# Supplied passage:
— begin —

# Any Feedback on Sue Weber Goldens/PA?



## Spoonerpaws (Nov 12, 2006)

Any feedback on this breeder??

Heard anything?


You can private message me if you want


Thanks


----------



## vcm5 (Apr 20, 2011)

I took a preliminary look, but I'm no expert as I said - I saw pros and cons but I think you could probably find a lot better. They seem to have a lot of dogs and a lot of litters but I did see a lot of dogs with all four clearances. I wanted to bump this up so the more knowledgable people could comment...?


----------



## DianaM (Feb 18, 2010)

4 litters of puppies (24 total) in one week! Wow! 

Ask about eye clearances because most dogs seem to be outdated. They should be tested every year. 

Maybe more experienced members can give better input but that is what I noticed.


----------



## CarolinaCasey (Jun 1, 2007)

Too many breeding dogs for my liking, lots of puppies at once, dogs live in outdoor kennels, they don't compete with their dogs in any way. Their Hillock Weber's Talisman has produced several dysplastic puppies and they continue to breed him and his offspring. ????

— end —

# Data section:
— begin —

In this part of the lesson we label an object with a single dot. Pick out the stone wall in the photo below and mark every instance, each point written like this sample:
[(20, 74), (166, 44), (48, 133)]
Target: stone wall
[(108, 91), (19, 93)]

— end —

# Task instructions:
[A] Translate this sentence from the breeder feedback thread into Spanish: "They should be tested every year."
[B] From the breeder feedback thread, copy the text between "## vcm5 (Apr" and "tested every year.", inclusive.
Work only from the forum thread, not the listing.

# List of solutions:
[A] Deberían hacerles las pruebas cada año.

[B]
## vcm5 (Apr 20, 2011)

I took a preliminary look, but I'm no expert as I said - I saw pros and cons but I think you could probably find a lot better. They seem to have a lot of dogs and a lot of litters but I did see a lot of dogs with all four clearances. I wanted to bump this up so the more knowledgable people could comment...?


----------



## DianaM (Feb 18, 2010)

4 litters of puppies (24 total) in one week! Wow! 

Ask about eye clearances because most dogs seem to be outdated. They should be tested every year.